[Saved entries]
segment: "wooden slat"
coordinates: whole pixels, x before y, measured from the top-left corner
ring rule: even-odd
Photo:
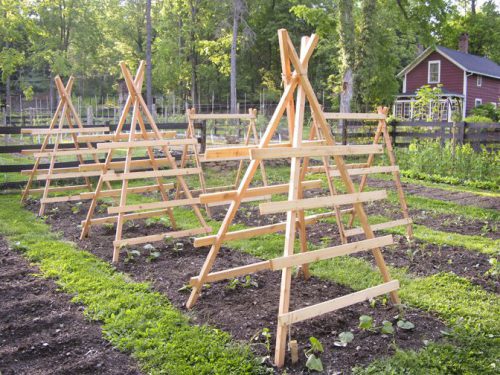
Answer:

• [PROBLEM TO WORK ON] Could you write out the records again exactly, without any of their pictures?

• [EXPECTED ANSWER]
segment: "wooden slat"
coordinates: whole pixels, x before y, measured from the top-left corner
ring rule: even-odd
Photo:
Answer:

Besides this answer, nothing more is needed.